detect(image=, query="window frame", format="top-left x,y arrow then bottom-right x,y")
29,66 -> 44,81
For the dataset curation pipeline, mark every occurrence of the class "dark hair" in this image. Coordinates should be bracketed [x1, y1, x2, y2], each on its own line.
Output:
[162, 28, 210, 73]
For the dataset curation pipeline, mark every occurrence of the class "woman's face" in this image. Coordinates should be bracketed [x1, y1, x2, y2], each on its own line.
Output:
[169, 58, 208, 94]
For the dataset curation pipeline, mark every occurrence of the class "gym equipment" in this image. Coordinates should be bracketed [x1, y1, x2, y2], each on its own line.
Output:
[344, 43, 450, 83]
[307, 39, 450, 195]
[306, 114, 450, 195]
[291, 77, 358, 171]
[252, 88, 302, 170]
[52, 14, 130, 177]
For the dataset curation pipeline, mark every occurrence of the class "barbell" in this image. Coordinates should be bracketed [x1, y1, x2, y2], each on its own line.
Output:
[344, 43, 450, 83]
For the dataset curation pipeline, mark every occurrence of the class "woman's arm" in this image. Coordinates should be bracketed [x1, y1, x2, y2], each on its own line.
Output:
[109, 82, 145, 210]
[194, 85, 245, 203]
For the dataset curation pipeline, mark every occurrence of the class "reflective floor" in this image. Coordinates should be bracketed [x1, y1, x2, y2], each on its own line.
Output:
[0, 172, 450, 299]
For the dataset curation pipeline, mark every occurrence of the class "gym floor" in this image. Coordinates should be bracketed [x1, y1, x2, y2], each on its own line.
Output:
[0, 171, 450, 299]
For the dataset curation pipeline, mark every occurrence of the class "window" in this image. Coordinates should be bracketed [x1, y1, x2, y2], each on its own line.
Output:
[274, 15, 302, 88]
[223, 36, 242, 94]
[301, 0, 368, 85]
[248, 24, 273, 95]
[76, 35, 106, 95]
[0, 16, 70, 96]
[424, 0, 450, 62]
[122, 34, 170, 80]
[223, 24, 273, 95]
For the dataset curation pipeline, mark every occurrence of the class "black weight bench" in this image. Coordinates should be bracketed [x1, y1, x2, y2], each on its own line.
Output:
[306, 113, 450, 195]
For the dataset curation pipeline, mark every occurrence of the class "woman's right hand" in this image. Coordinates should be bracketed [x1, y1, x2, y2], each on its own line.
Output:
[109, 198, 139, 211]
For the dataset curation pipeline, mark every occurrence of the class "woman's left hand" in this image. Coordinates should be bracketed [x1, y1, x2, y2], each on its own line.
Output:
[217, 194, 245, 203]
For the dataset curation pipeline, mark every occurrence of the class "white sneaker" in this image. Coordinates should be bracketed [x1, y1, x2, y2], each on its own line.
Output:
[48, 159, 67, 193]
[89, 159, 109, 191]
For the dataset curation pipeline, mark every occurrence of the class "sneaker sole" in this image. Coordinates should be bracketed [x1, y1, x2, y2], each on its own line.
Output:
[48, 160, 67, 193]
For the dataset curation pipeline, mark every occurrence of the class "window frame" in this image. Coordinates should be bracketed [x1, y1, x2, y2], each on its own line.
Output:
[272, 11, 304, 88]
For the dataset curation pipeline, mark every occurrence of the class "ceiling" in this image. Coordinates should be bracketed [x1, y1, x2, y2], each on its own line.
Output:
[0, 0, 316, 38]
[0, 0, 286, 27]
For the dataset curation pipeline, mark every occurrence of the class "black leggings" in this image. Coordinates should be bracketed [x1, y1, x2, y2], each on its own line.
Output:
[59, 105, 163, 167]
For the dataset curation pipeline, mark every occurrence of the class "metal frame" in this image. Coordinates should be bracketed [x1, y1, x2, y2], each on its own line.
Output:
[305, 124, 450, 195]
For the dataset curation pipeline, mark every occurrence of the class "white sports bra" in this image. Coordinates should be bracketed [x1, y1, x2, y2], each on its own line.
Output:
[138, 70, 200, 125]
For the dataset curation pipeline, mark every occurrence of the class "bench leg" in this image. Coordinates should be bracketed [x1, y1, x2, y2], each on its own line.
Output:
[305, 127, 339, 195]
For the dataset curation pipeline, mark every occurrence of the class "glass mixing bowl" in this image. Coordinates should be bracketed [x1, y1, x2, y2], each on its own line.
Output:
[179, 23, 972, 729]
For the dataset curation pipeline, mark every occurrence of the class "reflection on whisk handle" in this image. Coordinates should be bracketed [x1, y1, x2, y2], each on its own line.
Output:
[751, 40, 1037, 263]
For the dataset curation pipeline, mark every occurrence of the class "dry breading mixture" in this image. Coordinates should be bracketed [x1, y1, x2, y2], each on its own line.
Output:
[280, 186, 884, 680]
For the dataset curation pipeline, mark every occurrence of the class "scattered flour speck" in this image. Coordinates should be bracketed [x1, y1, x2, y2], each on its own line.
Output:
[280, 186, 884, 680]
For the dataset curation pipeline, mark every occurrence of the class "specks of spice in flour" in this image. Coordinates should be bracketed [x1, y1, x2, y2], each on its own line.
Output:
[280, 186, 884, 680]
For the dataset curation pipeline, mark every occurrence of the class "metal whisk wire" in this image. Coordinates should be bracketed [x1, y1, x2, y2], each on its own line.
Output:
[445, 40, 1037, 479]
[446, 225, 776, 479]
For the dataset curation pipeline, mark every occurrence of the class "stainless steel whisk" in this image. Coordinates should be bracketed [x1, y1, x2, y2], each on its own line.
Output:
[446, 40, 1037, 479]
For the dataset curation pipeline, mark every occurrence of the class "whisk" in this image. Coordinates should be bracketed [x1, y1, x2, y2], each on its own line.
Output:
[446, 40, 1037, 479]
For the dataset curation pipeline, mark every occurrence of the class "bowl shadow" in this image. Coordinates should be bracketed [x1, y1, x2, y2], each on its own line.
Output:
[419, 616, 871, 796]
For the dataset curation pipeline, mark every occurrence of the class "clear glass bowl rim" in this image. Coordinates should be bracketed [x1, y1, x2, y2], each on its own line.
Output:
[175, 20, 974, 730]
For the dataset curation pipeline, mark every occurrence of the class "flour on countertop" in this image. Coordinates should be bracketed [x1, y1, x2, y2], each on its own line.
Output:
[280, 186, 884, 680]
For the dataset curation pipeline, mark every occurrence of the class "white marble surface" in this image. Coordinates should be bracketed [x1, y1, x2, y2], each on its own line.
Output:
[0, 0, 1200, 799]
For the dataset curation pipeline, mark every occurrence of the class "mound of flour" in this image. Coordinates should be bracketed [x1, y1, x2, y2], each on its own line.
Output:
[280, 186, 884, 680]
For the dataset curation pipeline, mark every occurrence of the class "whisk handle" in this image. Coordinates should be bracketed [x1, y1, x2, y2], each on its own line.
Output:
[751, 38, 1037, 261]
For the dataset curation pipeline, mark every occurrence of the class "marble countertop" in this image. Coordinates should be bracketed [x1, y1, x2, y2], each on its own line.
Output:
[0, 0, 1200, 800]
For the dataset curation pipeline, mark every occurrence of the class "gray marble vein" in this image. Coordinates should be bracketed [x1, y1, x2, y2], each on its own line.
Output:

**TASK REQUIREMENTS**:
Can you rewrite all of the items above as a numbered list, leaving out any blank lines?

**EXERCISE ANSWER**:
1. detect(image=, query="window frame", format="top-left x,y arrow then bottom-right x,y")
2. 29,66 -> 44,81
3. For the dataset curation pipeline, mark every occurrence of the class "dark hair" in this image. Coordinates should be bracketed [x1, y1, x2, y2], each on its own line.
4. Output:
5. [162, 28, 210, 73]
6. For the dataset curation pipeline, mark every occurrence of the class "woman's face" in this image. Coordinates should be bracketed [x1, y1, x2, y2], each on its own line.
7. Output:
8. [169, 58, 208, 94]
9. For the dataset curation pipeline, mark every occurrence of the class "gym equipment" in this image. Coordinates should be bracketed [x1, y1, x2, y2], each on its own line.
10. Output:
11. [344, 43, 450, 83]
12. [307, 39, 450, 195]
13. [306, 114, 450, 195]
14. [291, 77, 358, 171]
15. [252, 88, 302, 170]
16. [52, 14, 130, 177]
17. For the dataset curation pipeline, mark every occurrence of the class "barbell" in this image. Coordinates should be bracketed [x1, y1, x2, y2], each on its own line.
18. Output:
19. [344, 43, 450, 83]
20. For the dataset curation pipeline, mark every occurrence of the class "woman's arm" in this image. Coordinates should be bracketed [x1, y1, x2, y2], each on its own line.
21. Output:
22. [109, 82, 145, 210]
23. [194, 85, 245, 203]
24. For the dataset curation pipeline, mark every occurrence of the class "reflective floor" in this image. Coordinates should be bracketed [x1, y1, x2, y2], each on its own line.
25. Output:
26. [0, 172, 450, 299]
27. For the dataset curation pipeline, mark every occurrence of the class "gym floor" in this image. Coordinates should be bracketed [x1, y1, x2, y2], each on its own line.
28. Output:
29. [0, 171, 450, 299]
30. For the dataset curation pipeline, mark every occurrence of the class "window" in this image. Coordinates should be bracketed [x1, y1, x2, y2], each on its own line.
31. Output:
32. [274, 15, 302, 88]
33. [223, 36, 242, 94]
34. [301, 0, 368, 85]
35. [248, 24, 273, 95]
36. [76, 35, 106, 95]
37. [0, 16, 70, 96]
38. [424, 0, 450, 62]
39. [122, 34, 170, 80]
40. [223, 24, 273, 95]
41. For the dataset curation pipeline, mark every occurrence of the class "black weight bench" in this image. Coordinates should be bracketed [x1, y1, x2, y2], each on its own line.
42. Output:
43. [306, 113, 450, 195]
44. For the dataset curation pipeline, mark every occurrence of the class "woman's right hand" in this image. Coordinates should be bracketed [x1, y1, x2, y2], each on its own line.
45. Output:
46. [109, 198, 139, 211]
47. For the dataset curation pipeline, mark every occurrence of the class "woman's left hand" in this image. Coordinates should be bracketed [x1, y1, x2, y2], each on its own line.
48. Output:
49. [217, 194, 245, 203]
50. For the dataset curation pipeline, mark every occurrence of the class "white sneaker" in this image. Coordinates should be bracketed [x1, y1, x2, y2], each on its own line.
51. Output:
52. [48, 159, 67, 193]
53. [89, 159, 109, 191]
54. For the dataset curation pipeline, mark every occurrence of the class "sneaker sole" in this image. Coordinates should be bracketed [x1, y1, x2, y2], each on its own line.
55. Output:
56. [48, 160, 67, 193]
57. For the dataset curation pipeline, mark every occurrence of the class "window frame" in this image. Coordinates should be bracketed [x1, y1, x2, y2], each on its own line.
58. Output:
59. [272, 11, 304, 88]
60. For the dataset curation pipeline, mark every occurrence of the class "ceiling" in this image. Coordinates should be bracketed [x1, y1, x2, y2], each on its own line.
61. Output:
62. [0, 0, 316, 38]
63. [0, 0, 286, 27]
64. For the dataset curation pipeline, mark every occurrence of the class "black leggings" in this image. Coordinates should be bracketed [x1, y1, x2, y2], each on its own line.
65. Output:
66. [59, 105, 163, 167]
67. For the dataset curation pipeline, mark every occurrence of the class "metal frame" in this image. Coordinates should be bracketed [x1, y1, x2, y2], each on its own line.
68. Output:
69. [305, 124, 450, 195]
70. For the dataset curation pipeline, mark every occurrence of the class "white sports bra" in this image. Coordinates should be bracketed [x1, y1, x2, y2], each on its own line.
71. Output:
72. [138, 70, 200, 125]
73. For the dataset curation pipeline, mark every occurrence of the class "bench leg" in this image. Coordinates should be bracketed [x1, y1, x2, y2], each on its own line.
74. Output:
75. [305, 127, 339, 195]
76. For the dataset curation pipeline, mark every occurrence of the class "glass mixing bowl" in this image. Coordinates should be bracketed [x1, y1, x2, y2], each on its own line.
77. Output:
78. [179, 23, 972, 729]
79. For the dataset curation pipeline, mark every occurrence of the class "reflection on whisk handle" in this image. Coordinates should be bracketed [x1, y1, x2, y2], each on its own line.
80. Output:
81. [751, 40, 1037, 263]
82. For the dataset curation pipeline, mark every occurrence of the class "dry breading mixture" in this image. Coordinates should be bracketed [x1, y1, x2, y2], each on its own line.
83. Output:
84. [280, 186, 884, 680]
85. For the dataset curation pipeline, mark every occurrence of the class "scattered flour speck" in this image. Coordinates should be bracketed [x1, y1, x2, y2], each on its own line.
86. Output:
87. [280, 186, 884, 680]
88. For the dataset curation pipeline, mark every occurrence of the class "specks of spice in flour" in this image. Coordinates should be bracketed [x1, y1, x2, y2], each on its own line.
89. Output:
90. [280, 186, 884, 680]
91. For the dataset curation pipeline, mark every occurrence of the class "metal whisk wire" in this image. Coordinates should be bracketed [x1, y1, x2, y2], each on its own line.
92. Output:
93. [445, 40, 1037, 479]
94. [446, 225, 776, 479]
95. For the dataset curation pipeline, mark every occurrence of the class "stainless steel whisk" in this image. Coordinates should be bracketed [x1, y1, x2, y2], each on its own line.
96. Output:
97. [446, 40, 1037, 479]
98. For the dataset curation pipeline, mark every occurrence of the class "whisk" in this image. Coordinates should be bracketed [x1, y1, x2, y2], each on its own line.
99. Output:
100. [446, 40, 1037, 479]
101. For the dataset curation pipeline, mark every occurrence of the class "bowl shadow" in this image. Coordinates should be bracketed [x1, y1, x2, y2], each on its own line.
102. Output:
103. [419, 616, 871, 796]
104. For the dataset curation pipeline, mark every occurrence of the class "clear glass bowl rim" in this image. Coordinates should be bracketed [x1, y1, x2, y2], each on its own line.
105. Output:
106. [175, 20, 974, 730]
107. For the dataset curation pipeline, mark every occurrence of the class "flour on countertop" in this image. Coordinates should be bracketed [x1, y1, x2, y2], each on its own line.
108. Output:
109. [280, 186, 884, 680]
110. For the dataset curation pipeline, mark every occurrence of the class "white marble surface" in this image. Coordinates should be bracketed [x1, y1, x2, y2], each on its own line.
111. Output:
112. [0, 0, 1200, 799]
113. For the dataset curation pipeline, mark every occurrence of the class "mound of flour" in this image. Coordinates should be bracketed [x1, y1, x2, y2], each on its own line.
114. Output:
115. [280, 186, 884, 680]
116. For the dataset curation pipeline, mark every occurrence of the class "whisk handle" in this image. Coordinates should be bracketed [x1, y1, x2, y2], each on its own line.
117. Output:
118. [751, 38, 1037, 261]
119. For the dataset curation pipeline, mark every occurrence of the class "marble countertop" in this image. Coordinates should be bracketed [x1, y1, x2, y2], each on its own line.
120. Output:
121. [0, 0, 1200, 800]
122. For the dataset curation pipeline, mark every occurrence of the class "gray marble vein" in this image. Coordinates should be bracketed [x1, y1, x2, y2], each on its own line.
123. Output:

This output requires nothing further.